§ **Data shown**
* * * * * * * * *

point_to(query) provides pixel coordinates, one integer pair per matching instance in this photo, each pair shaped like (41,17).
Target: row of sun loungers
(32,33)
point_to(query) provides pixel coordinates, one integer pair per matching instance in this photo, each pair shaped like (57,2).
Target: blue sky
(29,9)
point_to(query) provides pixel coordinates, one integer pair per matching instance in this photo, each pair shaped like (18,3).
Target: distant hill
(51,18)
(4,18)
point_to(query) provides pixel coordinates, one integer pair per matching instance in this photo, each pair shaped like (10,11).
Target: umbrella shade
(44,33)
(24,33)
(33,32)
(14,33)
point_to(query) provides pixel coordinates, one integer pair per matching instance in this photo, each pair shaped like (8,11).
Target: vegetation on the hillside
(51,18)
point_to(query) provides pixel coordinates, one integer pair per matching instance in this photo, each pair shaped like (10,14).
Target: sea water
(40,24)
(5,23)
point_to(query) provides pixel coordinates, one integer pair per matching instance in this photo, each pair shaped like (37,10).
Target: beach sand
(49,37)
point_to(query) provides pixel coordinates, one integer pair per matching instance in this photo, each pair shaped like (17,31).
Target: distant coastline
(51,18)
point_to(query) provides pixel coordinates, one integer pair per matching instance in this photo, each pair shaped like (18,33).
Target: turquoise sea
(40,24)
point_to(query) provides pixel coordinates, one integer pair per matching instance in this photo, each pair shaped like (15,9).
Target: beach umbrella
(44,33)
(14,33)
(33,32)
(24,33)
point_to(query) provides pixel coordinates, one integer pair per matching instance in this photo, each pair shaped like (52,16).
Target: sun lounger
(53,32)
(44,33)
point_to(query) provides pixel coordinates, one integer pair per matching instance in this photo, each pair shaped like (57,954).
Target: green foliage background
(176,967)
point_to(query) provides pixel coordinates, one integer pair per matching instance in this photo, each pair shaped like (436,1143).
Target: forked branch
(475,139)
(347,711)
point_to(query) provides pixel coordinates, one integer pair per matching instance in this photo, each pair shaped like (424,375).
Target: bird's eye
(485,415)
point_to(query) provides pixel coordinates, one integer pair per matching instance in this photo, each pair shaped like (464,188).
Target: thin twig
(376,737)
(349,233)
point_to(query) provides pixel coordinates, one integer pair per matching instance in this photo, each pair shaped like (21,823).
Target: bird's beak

* * * * * * * * *

§ **What the task asks**
Take the listing above and write it out again exactly.

§ **Task response**
point_to(query) provides pixel coordinates, one integer pair per matching instance in this photo, each pair shaped like (41,17).
Target: row of sun loungers
(32,33)
point_to(query) provides pixel coordinates, one integer pair per matching instance in this photo, each pair shaped like (57,2).
Target: blue sky
(29,9)
point_to(query) provides pixel coordinates, one integer pair per matching instance in this photo, each pair shaped like (18,3).
Target: distant hill
(51,18)
(4,18)
point_to(query) provides pixel coordinates, one integer pair per matching instance in this photo, each pair shaped like (10,11).
Target: umbrella shade
(44,33)
(24,33)
(33,32)
(14,33)
point_to(query) provides pixel coordinates, one integer pair per matching instance in this photo, each pair shaped like (8,11).
Target: vegetation on the hillside
(51,18)
point_to(query) provides pixel coordinates, one integer pair per matching instance in this photo, each pair shaped like (10,14).
Target: sea water
(40,24)
(5,23)
point_to(query) provides pixel coordinates, one integer pair per matching instance in this photo, each pair shaped like (37,10).
Target: beach sand
(49,37)
point_to(query) provides pixel coordinates, one integer pair per matching instance in this photo, each pair shaped like (17,31).
Target: distant coastline
(51,18)
point_to(query) provides pixel coordinates, one integer pair per matching instance in this photo, each pair shaped like (18,33).
Target: turquoise sea
(40,24)
point_to(query) provides pixel coordinates, one integer pair per matching instance in this photo, each pair shaped like (15,9).
Target: beach umbrella
(44,33)
(14,33)
(33,32)
(24,33)
point_to(query) provides pixel coordinates, one integer pair per matching instance in this photo, each pair shaped like (52,16).
Target: sun lounger
(53,32)
(44,33)
point_to(query) provides pixel coordinates, one integer pair per matching instance in this photo, each pair shaped like (57,954).
Target: green foliage background
(176,967)
point_to(query) provides pixel coordinates, one integer pair per matching instance in this photo, each pair shaped like (436,1143).
Target: forked branch
(475,139)
(347,711)
point_to(query) provides pixel coordinates, one integer pair per matching instance in this photo, each pair shaped like (424,375).
Target: bird's eye
(485,415)
point_to(query) provides pixel coordinates, one integer pair per matching instance in this photo, each pair shaped like (464,188).
Target: thin twig
(376,737)
(349,233)
point_to(query) provides pixel coordinates, one integer pair per matching instance in this photo, each pair shaped like (21,823).
Target: bird's beak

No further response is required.